- **Task inputs**:

*** Begin section ***

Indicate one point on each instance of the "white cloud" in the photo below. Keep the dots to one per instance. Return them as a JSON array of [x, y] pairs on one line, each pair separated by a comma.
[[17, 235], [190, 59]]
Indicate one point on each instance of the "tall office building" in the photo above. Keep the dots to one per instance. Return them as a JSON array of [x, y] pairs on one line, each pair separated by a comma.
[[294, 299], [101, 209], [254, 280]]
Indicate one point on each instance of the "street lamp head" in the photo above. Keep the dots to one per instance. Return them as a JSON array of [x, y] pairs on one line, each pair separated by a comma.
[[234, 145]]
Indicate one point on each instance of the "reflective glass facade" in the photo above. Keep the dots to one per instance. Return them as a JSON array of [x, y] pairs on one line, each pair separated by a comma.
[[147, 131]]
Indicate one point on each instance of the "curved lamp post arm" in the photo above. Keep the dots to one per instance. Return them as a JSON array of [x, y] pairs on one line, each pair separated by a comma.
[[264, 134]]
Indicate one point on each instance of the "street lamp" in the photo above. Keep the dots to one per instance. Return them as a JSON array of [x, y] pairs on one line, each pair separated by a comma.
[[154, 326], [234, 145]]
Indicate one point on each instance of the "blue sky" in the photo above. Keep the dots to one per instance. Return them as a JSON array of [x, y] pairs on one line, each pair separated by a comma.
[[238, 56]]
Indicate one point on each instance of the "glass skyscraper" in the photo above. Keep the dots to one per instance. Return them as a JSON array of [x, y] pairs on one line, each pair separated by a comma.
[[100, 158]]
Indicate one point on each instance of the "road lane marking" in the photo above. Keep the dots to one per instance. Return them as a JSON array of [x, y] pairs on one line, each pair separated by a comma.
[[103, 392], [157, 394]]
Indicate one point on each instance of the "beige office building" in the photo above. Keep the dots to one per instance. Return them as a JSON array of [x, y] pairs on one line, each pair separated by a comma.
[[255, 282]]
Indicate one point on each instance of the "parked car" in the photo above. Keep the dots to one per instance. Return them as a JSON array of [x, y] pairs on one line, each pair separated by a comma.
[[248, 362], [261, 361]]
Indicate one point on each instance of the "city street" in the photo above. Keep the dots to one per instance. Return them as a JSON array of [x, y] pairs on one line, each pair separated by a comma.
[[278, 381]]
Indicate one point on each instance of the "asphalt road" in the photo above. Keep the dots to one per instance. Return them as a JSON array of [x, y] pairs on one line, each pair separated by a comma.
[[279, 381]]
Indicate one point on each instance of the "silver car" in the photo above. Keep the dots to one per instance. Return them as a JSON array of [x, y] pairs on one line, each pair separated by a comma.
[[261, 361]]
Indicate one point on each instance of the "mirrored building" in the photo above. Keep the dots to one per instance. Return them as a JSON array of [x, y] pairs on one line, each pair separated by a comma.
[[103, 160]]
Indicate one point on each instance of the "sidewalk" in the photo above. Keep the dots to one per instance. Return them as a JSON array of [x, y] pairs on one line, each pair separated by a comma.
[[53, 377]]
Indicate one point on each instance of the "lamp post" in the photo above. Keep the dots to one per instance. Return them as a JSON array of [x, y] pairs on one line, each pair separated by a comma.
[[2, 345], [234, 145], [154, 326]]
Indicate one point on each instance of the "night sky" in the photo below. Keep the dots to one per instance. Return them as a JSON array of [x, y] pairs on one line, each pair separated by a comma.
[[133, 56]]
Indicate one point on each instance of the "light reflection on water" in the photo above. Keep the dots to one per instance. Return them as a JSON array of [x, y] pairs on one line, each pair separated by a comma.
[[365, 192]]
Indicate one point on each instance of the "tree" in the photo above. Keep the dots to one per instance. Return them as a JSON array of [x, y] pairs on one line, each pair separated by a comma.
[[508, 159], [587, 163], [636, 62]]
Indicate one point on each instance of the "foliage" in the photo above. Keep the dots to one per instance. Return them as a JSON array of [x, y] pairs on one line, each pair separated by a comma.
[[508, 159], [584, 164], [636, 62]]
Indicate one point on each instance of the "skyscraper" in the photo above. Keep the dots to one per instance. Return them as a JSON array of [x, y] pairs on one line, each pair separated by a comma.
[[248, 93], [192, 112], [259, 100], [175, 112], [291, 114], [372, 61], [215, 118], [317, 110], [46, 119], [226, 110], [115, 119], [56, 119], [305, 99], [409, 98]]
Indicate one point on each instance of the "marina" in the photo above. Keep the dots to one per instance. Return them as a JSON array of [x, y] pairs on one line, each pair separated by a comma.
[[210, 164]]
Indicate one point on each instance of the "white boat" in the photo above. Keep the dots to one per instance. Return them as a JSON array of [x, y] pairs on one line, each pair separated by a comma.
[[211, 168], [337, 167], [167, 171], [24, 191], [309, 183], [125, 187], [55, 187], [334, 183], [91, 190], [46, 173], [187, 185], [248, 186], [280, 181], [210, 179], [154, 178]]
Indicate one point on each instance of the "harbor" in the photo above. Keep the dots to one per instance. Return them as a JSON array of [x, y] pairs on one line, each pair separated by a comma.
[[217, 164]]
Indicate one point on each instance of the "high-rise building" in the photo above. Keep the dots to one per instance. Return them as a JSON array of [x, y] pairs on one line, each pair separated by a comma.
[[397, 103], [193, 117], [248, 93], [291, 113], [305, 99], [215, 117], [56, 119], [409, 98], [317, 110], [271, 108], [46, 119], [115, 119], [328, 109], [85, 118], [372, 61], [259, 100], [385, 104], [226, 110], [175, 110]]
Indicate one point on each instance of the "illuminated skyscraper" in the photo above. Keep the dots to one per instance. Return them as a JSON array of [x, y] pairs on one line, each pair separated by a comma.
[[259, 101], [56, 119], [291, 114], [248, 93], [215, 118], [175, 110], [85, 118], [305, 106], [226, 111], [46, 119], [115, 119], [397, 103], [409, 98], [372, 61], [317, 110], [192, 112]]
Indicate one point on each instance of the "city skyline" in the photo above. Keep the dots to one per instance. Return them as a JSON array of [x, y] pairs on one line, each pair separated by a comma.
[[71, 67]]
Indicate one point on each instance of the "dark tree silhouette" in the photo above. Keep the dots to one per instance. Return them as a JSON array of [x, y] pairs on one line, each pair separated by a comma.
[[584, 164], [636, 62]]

*** End section ***

Give the records again, exactly as they appear.

Indicate one point on each instance of the "white cloud" in the photo below. Keep the dots to one per instance. Return them as a JSON array of [x, y] pairs on one line, each pair separated by a comma.
[[17, 235], [190, 59]]
Indicate one point on each instance of the "tall office building" in the photo above. Keep the dots to one per instance. Return them as a JSON array of [x, y] pairs on one line, each pair separated by a comma.
[[294, 299], [101, 209], [254, 280]]
Indicate one point on each instance of the "street lamp head" in the photo above. Keep the dots to one per instance. Return them as a JSON array of [x, y] pairs on one line, each pair separated by a comma.
[[234, 145]]
Indicate one point on each instance of the "reflective glass facade" in the photo above. Keep the dots to one per instance. Return them as a JSON array of [x, y] pairs on one line, each pair separated by a comma.
[[147, 131]]
Indicate one point on each instance of the "curved lamp post arm" in the photo above. Keep the dots to one per instance. Return them as a JSON array of [x, y] pairs on one line, each pair separated by a comma.
[[264, 134]]
Indicate one point on each instance of the "street lamp" in the photo above. Keep the dots to one per instance. Return them as a JSON array of [x, y] pairs on one line, each pair separated by a comma.
[[154, 326], [234, 145]]
Indicate one point on each instance of the "blue sky" in the photo above. Keep the dots to one per instance. Return them as a JSON array of [x, y] pairs on one line, each pair separated by a comma.
[[238, 56]]
Indicate one point on each instance of the "glass skyscraper" in the photo above. Keep the dots to one per instance. Return them as a JSON array of [x, y] pairs on one line, each pair separated by a comma.
[[100, 158]]
Indicate one point on each instance of the "road lane marking" in the photo above. Keep the dots to one per instance. Return them as a JSON array of [x, y] pairs on one line, each pair separated by a comma.
[[103, 392], [157, 394]]
Indicate one point on each instance of the "beige office building" in the photo above. Keep the dots to one per instance. Return them as a JSON array of [x, y] pairs on one line, each pair separated by a comma.
[[255, 282]]
Indicate one point on each instance of the "parked car" in the photo above. Keep the dots to one per instance. Return them as a JSON array of [x, y] pairs on one line, each pair separated by a comma.
[[248, 362], [261, 361]]
Indicate one point on each instance of the "city street" in the photo above. Keep the dots to one per instance. Return them as a JSON array of [x, y] pairs on one line, each pair separated by a comma.
[[278, 381]]
Indicate one point on each instance of the "asphalt road" in the photo above. Keep the dots to one per instance. Return them as a JSON array of [x, y] pairs on one line, each pair separated by a comma.
[[279, 381]]
Indicate one point on each instance of the "silver car" in the photo above. Keep the dots to one per instance. Return them as a JSON array of [x, y] pairs on one line, each pair separated by a comma.
[[261, 361]]
Indicate one point on each instance of the "mirrored building" in the photo above. Keep the dots to one per instance. Return them as a JSON array of [x, y] pairs on one line, each pair separated by a comma.
[[103, 160]]
Indicate one point on each instance of the "sidewalk" in the photo above. Keep the dots to one per instance. Return them as a JSON array of [x, y] pairs on one line, each pair separated by a comma.
[[53, 377]]
Indicate one point on each instance of the "lamp post" in the photo above. Keep the dots to one per instance. Return them as a JSON array of [x, y] pairs on one line, each pair separated by a comma.
[[2, 345], [234, 145], [154, 326]]
Indicate one point on each instance of the "night sky" in the photo below. Keep the dots to one per instance. Return them as a JSON array of [x, y] pairs on one line, each pair separated by a comma.
[[133, 56]]
Indicate one point on each instance of the "light reflection on water" in the photo above. Keep the dots to one per instance. Return them as a JSON array of [x, y] pairs on one line, each pair separated by a comma.
[[365, 192]]
Indicate one point on each instance of the "tree" in the photo above. Keep the dots to one per instance. Return them as a JSON array of [x, y] pairs on one line, each pair separated by a comma.
[[508, 159], [587, 163], [636, 62]]
Indicate one point on each instance of the "foliage" in the photo above. Keep the dots to one per instance. Return them as a JSON array of [x, y] pairs on one line, each pair separated by a comma.
[[508, 159], [584, 164], [636, 62]]
Indicate one point on each instance of the "skyscraper" in the photo above. Keep the dots to one per instance. Return them as a JSON array of [x, y] pairs on one line, each pair separated by a comma.
[[248, 93], [192, 112], [259, 100], [175, 112], [291, 114], [372, 61], [215, 118], [317, 110], [46, 119], [226, 110], [115, 119], [56, 119], [305, 99], [409, 98]]
Indicate one point on each instance of the "marina" in the photo above. Keep the dots to one per instance. Return them as a JSON array of [x, y] pairs on one line, each pair separated by a comma.
[[210, 164]]
Indicate one point on each instance of the "white boat" in the photo above. Keep the dots to one per instance. Return them as a JSON array of [x, y] pairs on one line, each pair separated by a comma.
[[211, 168], [337, 167], [167, 171], [24, 191], [309, 183], [125, 187], [55, 187], [334, 183], [91, 190], [46, 173], [187, 185], [248, 186], [280, 181], [210, 179], [154, 178]]
Indicate one point on each instance of the "harbor" in the photo above. Keep the dots to one per instance. Return them as a JSON array of [x, y] pairs on one line, each pair separated by a comma.
[[217, 164]]
Indicate one point on each instance of the "high-rise building" in the photo above. Keep the dots to one per instance. Return them as a JSON array of [x, y] pairs on one line, each pair separated by a comma.
[[397, 103], [193, 117], [248, 93], [291, 113], [305, 99], [215, 117], [56, 119], [409, 98], [317, 110], [271, 108], [46, 119], [115, 119], [328, 109], [85, 118], [372, 61], [259, 100], [385, 104], [226, 110], [175, 110]]
Indicate one point on each instance of the "illuminated skyscraper" in the photo above. Keep the dots to one per instance. Return them as a JSON array of [x, y] pairs on one line, each pair separated by a comma.
[[259, 101], [56, 119], [291, 114], [248, 93], [215, 118], [175, 110], [85, 118], [305, 106], [226, 111], [46, 119], [115, 119], [397, 103], [409, 98], [372, 61], [317, 110], [192, 112]]
Indicate one point on each instance of the "city skyline" in the photo above. Keep the dots to one per instance. Return them as a JSON array of [x, y] pairs on one line, each pair separated by a comma.
[[71, 67]]
Indicate one point on each instance of the "dark tree silhouette" in the photo above. Keep the dots to one per instance. Return them as a JSON array of [x, y] pairs on one line, each pair separated by a comma.
[[584, 164], [636, 62]]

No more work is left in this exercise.